START Text block
My husband was a forester turned safety guy who had to write “root cause analysis” documents all the time. The root cause of many of the issues was management. Management hallucinating how fast work could be done, and screaming at crews to work faster because they underestimated the job. Management hallucinating that you could send out crews and work them 14 hour days 6 days a week, and only 10 on Sunday, and there wouldn’t be incidents. Management thinking that training was a magic wand, and if they (who signed the paychecks) yelled at a crew to work faster and the guys cut corners to meet the deadline, that it was the safety departments fault (who did not sign the paychecks).
I have know several bosses I would be happy to replace with a hallucinating AI – I wouldn’t have to pretend to like them, and could swear at the AI without getting fired.
But of course you can’t put “management” in as a root cause.
And kudos to you for continuing to teach. FOr me it would be hard to not yell at today’s class for doing the same stupid thing as last year or last decade’s class…
That sounds fantastically cheap. So a 10 cm square board would only cost $48. That price looks too good to be true.
I suppose an AI board is way bigger than 10 cm sq and also in 10 cm sq you do not have enough space for enough parts to use most of the 124 layers. But I might be wrong.
Maybe it is the bulk manufacturing price excluding mask cost.
Currently JLCPCB offers 32 layers at $58 per 10x10cm.. after you pay the thousand dollar setup fee.
END Text block
What is expected. Write out the part of the comments above starting with "I suppose an" and going on through "might be wrong.", word for word.
START Information supplied
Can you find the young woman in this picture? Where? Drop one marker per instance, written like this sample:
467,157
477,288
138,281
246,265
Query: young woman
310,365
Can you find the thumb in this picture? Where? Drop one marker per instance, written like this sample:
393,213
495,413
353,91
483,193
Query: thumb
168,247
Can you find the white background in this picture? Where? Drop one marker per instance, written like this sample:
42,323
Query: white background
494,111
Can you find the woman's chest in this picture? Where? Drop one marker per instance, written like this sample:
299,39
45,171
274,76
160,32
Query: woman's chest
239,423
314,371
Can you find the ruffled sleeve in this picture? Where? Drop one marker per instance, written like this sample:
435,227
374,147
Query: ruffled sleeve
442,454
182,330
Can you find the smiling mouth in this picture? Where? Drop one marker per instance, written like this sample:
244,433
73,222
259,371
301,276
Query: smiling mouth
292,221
END Information supplied
Response to the exercise.
I suppose an AI board is way bigger than 10 cm sq and also in 10 cm sq you do not have enough space for enough parts to use most of the 124 layers. But I might be wrong.